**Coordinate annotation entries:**
□ □ □ □ □

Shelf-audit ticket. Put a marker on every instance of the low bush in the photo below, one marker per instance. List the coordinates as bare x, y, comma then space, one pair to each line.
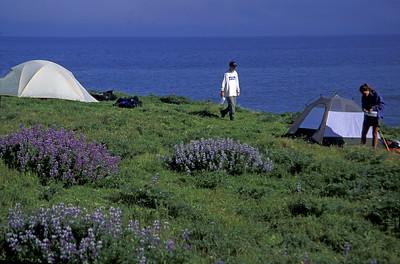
218, 155
57, 155
69, 234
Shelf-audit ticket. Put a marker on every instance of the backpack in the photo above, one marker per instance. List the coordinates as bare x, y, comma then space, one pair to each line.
130, 102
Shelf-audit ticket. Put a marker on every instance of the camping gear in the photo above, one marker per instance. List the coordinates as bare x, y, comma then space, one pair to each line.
130, 102
104, 96
395, 144
383, 139
331, 120
43, 79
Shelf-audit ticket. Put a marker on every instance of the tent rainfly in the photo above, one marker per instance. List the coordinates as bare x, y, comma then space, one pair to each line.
43, 79
330, 120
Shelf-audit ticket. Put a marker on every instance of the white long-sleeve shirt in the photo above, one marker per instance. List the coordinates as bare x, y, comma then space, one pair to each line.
230, 84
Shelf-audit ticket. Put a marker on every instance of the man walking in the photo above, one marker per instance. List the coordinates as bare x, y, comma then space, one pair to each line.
230, 90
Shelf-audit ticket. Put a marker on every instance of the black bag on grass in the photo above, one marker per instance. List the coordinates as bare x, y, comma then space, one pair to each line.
130, 102
104, 96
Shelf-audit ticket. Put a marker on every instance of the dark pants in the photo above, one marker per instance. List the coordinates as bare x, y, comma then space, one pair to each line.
368, 122
231, 107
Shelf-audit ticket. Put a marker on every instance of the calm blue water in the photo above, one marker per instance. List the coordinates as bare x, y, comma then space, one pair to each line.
277, 74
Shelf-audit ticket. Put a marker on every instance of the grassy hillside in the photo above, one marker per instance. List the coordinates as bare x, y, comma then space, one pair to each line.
318, 205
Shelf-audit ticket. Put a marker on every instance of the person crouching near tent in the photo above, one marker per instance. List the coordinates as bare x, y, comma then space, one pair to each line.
230, 90
372, 105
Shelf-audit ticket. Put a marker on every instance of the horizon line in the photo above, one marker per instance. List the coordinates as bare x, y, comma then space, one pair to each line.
210, 36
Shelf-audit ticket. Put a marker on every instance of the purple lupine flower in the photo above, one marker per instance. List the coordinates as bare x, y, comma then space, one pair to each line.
346, 248
65, 233
58, 154
170, 246
218, 155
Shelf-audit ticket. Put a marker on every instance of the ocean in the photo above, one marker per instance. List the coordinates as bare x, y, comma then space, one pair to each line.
277, 74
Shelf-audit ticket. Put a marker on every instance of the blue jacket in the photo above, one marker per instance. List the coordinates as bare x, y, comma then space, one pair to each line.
374, 102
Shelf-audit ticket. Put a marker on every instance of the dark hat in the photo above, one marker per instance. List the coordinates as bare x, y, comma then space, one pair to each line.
232, 64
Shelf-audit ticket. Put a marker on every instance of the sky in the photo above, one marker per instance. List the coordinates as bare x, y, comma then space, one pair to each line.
136, 18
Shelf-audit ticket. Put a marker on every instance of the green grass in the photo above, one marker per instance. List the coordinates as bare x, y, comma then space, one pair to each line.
314, 201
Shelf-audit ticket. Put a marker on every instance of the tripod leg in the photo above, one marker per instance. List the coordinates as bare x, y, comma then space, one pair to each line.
384, 140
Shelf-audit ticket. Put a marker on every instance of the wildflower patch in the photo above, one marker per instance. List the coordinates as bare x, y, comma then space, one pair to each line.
70, 234
57, 155
218, 155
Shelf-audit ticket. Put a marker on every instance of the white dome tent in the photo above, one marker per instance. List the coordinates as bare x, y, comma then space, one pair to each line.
331, 120
43, 79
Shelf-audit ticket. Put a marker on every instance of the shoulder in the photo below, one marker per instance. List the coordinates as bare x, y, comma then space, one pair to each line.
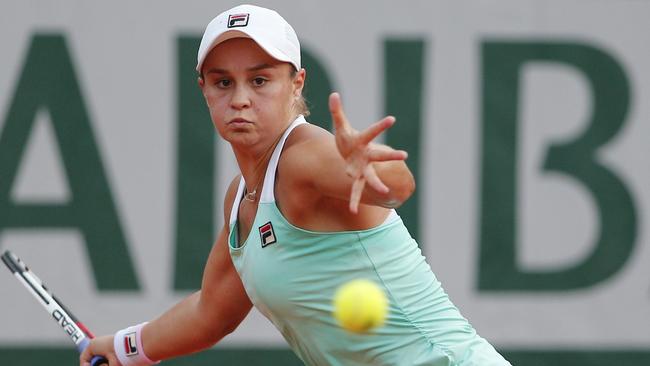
230, 199
307, 145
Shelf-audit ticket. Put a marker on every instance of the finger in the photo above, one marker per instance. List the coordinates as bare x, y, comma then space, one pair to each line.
355, 196
338, 116
375, 129
389, 154
373, 180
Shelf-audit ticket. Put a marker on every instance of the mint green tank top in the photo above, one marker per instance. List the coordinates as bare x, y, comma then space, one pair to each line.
291, 275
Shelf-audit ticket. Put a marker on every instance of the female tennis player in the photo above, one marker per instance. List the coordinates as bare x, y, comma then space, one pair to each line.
309, 212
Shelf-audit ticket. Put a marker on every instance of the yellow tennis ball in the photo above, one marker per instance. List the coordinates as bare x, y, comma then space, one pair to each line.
360, 305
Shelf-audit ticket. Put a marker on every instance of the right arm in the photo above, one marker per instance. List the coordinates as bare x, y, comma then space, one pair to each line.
200, 320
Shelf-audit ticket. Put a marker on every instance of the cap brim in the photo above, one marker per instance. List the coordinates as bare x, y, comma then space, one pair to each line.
260, 40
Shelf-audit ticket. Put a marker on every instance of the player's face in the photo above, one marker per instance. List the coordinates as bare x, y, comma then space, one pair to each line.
250, 95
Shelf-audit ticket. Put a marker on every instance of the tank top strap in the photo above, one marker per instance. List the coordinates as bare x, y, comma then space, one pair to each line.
269, 179
234, 211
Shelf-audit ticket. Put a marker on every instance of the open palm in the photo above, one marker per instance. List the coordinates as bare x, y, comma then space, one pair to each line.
359, 152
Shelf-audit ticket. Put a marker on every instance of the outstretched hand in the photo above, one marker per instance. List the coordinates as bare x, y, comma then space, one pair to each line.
359, 152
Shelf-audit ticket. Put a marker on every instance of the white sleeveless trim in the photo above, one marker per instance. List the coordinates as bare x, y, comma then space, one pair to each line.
269, 179
267, 194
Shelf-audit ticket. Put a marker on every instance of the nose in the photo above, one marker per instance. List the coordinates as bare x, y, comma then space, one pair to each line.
240, 98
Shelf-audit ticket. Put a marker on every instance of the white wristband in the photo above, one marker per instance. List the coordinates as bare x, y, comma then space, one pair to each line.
128, 347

□ □ □ □ □

**TASK GOAL:** Print the line containing "Shelf-audit ticket. Put a marker on every instance of the yellow" and every line after it to the end of the records above, exactly as written, and nothing else.

**EXPECTED ANSWER:**
Shelf-audit ticket. Put a marker on every instance of the yellow tennis ball in the photo above, one marker per instance. List the coordinates as bare x, y, comma then space, one pair to each line.
360, 305
Shelf-audit ticket. Put a marker on every instance of the right arm in the photo above, one marker per instance. List the coordinates as bare x, y, comma then space, one pair to each line.
200, 320
Shelf-audit ticket. Put a marker on every instance of the cap brim in the photo above, one marker per instance. List the coordinates as bare x, y, comma then space, one pair to each line.
260, 40
Shelf-audit ticket. Put a marker on every instance of the player's face in the photo above, one marker per instance. List the coordinates as bare x, y, comma then space, one pair to each line.
250, 95
Shelf-audit ticket. Put a marker on every instance of the tank top strap in the photo above, one marker per instance. List the coordinates as bare x, y, comma then space, one pair to each line.
269, 179
234, 211
Shelf-audit ticket. Put a marker on every instance of the open palm in the photo above, one marker per instance. List the coordinates as bare x, y, comma then space, one pair to each line.
359, 152
Shelf-audit ticket. Put a marker on every instance of the outstretched hand in the photo above, one marker per instance. List the coordinates as bare x, y, comma then space, one pair to each line.
359, 152
Shelf-audit ticket. Put a marker on every instance of the white sleeveless trim in the photo above, one marker per instance. List the coordinates as bare x, y, comma then space, one pair to each line.
269, 179
267, 194
Shelf-audit ticket. Put a marker on every instance of the nose in the photo above, one marker per instance. List the coordinates as bare x, y, comma then space, one pair to each line.
240, 98
Shelf-audit ticket. Put a marker on every instance of the white wristband in the photo above, one marker per instance. List the coordinates as bare x, y, comma then space, one pair to each line.
128, 347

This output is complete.